:: INPUT DATA ::

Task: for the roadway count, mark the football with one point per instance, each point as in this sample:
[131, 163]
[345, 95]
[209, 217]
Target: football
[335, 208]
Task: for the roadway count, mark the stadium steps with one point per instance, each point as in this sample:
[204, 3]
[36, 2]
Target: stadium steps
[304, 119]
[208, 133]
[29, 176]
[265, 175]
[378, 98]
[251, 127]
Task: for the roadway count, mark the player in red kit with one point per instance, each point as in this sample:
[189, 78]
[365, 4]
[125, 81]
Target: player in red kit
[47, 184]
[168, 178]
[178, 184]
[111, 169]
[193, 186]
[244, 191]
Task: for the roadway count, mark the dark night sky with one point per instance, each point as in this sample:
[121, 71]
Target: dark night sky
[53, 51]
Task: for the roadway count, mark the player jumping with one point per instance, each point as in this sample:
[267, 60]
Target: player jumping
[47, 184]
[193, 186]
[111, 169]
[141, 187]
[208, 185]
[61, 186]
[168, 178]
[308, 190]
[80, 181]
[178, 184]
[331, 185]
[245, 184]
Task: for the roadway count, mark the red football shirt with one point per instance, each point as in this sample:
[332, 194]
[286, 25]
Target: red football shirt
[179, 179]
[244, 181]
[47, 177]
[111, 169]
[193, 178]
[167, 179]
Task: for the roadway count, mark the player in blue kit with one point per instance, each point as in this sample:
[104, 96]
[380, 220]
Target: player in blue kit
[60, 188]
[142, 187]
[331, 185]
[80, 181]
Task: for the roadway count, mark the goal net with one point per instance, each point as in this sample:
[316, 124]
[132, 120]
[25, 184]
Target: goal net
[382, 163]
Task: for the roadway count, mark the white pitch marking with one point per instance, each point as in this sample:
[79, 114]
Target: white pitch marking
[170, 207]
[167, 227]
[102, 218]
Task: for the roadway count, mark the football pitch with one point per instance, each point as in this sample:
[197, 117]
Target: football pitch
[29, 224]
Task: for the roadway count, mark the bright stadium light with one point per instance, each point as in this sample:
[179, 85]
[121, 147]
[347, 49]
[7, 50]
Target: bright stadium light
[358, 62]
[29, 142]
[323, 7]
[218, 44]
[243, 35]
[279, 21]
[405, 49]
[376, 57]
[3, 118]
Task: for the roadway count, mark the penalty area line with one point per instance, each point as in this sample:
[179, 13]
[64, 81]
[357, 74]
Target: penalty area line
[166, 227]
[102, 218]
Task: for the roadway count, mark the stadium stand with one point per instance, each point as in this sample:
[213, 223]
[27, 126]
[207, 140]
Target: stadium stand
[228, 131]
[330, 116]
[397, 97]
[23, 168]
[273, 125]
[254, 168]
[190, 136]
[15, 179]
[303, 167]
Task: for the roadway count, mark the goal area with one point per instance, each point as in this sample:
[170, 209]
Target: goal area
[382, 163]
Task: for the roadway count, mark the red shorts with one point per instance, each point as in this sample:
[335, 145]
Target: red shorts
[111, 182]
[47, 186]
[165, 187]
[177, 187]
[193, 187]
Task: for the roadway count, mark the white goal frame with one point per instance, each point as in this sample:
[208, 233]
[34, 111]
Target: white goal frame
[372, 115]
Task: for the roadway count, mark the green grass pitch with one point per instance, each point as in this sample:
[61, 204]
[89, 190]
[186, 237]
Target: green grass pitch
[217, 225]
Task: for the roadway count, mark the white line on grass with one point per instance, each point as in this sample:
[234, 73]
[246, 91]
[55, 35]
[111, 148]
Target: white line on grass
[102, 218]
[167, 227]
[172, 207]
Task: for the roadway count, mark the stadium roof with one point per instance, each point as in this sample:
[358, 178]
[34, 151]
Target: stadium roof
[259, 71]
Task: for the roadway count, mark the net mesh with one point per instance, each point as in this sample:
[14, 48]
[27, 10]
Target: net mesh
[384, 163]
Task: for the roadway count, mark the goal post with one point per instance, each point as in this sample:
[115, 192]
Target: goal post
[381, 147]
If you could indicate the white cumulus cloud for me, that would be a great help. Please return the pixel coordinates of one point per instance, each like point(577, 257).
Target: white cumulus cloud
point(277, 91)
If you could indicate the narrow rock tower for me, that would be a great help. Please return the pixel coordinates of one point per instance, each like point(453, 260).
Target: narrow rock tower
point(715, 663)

:::

== EXERCISE PROMPT ==
Copy all lines from the data that hold the word "pixel".

== EXERCISE ANSWER ==
If you could indicate the white cumulus cloud for me, that would be a great help. Please return the pixel coordinates of one point per instance, each like point(577, 257).
If you could indicate the narrow rock tower for me, that would be a great help. Please return the pixel coordinates of one point per instance, each like point(453, 260).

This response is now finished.